Assigned task 1: List every tissue that the passage on PAR-2 transcript mapping names as a source of RNA.
Assigned task 2: Carry the passage on PAR-2 transcript mapping forward from its last sentence.

Text:

::::

Figure 3: A, picture showing the origin of the 388-nucleotide ClaI-XbaI DNA fragment used to construct a cRNA probe for ribonuclease protection assays. The restriction map is explained in the legend to Fig. 2. One XbaI (X) restriction site is also shown. The arrowhead points to the location of the splice acceptor site. B, autoradiogram showing the sizes of protected fragments from the ribonuclease protection assay. Lanes 1 and 2 contain digested and undigested probe, respectively. Lanes 3-7 contain RNase-treated samples of probe plus RNA from CHO cells expressing a genomic PAR-2 construct(3) , CHO cells expressing the PAR-2 cDNA(4) , and mouse small intestine(5) , kidney (6) , stomach(7) . The marker is a ddTTP sequencing reaction of a template with known sequence.
A primer extension experiment was done with a primer complementary to nucleotides surrounding the cDNA initiator ATG. A unique transcription start site around nucleotide -203 respective to the translation initiation codon was detected in RNA from mouse stomach and small intestine (Fig. 4). That is about 104 nucleotides further up from the start site indicated in the RACE experiment. This discrepancy is probably most easily explained by the fact that reverse transcription was carried out under different conditions in the two experiments and therefore differentially susceptible to premature termination due to mRNA secondary structure.
Figure 4: Primer extension experiment to define the PAR-2 transcription start site. The same primer, complementary to a sequence around the cDNA translation initiation codon, was used in reverse transcription and to generate the marker sequence ladder. A single extension product (arrowhead) was detected in RNA samples from mouse stomach (lane 1) and small intestine (lane 2). No transcripts were detected in RNA from heart (3) . The size of the extension products corresponds to a transcription start site around nucleotide -203 respective to the translation start ATG.

::::

Raw data:
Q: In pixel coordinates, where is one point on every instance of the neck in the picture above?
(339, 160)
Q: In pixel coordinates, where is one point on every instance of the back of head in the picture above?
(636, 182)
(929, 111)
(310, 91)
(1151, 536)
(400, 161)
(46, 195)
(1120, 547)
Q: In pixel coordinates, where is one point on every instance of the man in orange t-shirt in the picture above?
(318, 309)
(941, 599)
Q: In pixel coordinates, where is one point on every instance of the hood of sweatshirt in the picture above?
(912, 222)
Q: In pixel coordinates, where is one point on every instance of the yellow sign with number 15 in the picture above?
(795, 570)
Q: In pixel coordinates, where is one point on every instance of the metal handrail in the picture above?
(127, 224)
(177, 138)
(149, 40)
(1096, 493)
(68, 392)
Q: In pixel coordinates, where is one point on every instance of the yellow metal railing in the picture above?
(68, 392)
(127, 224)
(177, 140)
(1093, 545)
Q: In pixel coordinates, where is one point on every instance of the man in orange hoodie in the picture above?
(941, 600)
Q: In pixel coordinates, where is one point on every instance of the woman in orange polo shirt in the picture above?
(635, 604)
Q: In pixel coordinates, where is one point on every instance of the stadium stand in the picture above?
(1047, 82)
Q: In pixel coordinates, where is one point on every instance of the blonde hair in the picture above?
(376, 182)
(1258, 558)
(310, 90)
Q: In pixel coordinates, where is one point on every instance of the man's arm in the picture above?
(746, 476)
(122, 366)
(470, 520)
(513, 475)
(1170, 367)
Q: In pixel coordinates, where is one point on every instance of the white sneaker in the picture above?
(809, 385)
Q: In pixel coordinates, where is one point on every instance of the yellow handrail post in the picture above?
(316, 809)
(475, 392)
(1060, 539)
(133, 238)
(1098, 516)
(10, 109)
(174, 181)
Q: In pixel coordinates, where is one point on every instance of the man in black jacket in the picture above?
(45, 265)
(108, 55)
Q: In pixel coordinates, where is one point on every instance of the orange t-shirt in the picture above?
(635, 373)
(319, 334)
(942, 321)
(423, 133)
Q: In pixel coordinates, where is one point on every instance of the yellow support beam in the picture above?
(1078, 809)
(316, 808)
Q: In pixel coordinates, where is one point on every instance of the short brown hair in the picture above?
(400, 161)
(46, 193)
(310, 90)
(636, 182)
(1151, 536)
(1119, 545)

::::

Result 1: Small intestine, kidney, stomach, heart

Result 2:
Figure 5:
Recordings of
[Ca]
responses in
single chinese hamster ovary cells. Cells were transfected with the
mouse PAR-2 genomic construct (A and D), the mouse
PAR-2 cDNA (B and E), or untransfected (C and F). The arrowheads denote the addition of
the following reagents: A-C, 1 nM trypsin (first arrow) and 1 µM TRAP (second
arrow); D-F, 10 µM PAR-2 AP (first
arrow) and 1 µM TRAP (second
arrow).
One thing to bear in mind, when looking at these recordings, is that they represent responses of single cells and therefore inherently variable. We therefore cannot say anything about quantitative differences in the responses of the two receptor variants, only that they readily respond to the same substances. No transcript like the PAR-2 ``genomic'' sequence was detected in ribonuclease protection assays or in 5`-RACE experiments. Nevertheless, it is still possible that such a transcript is expressed in a limited tissue subset or during a certain period of animal development. If so, it encodes a functional receptor.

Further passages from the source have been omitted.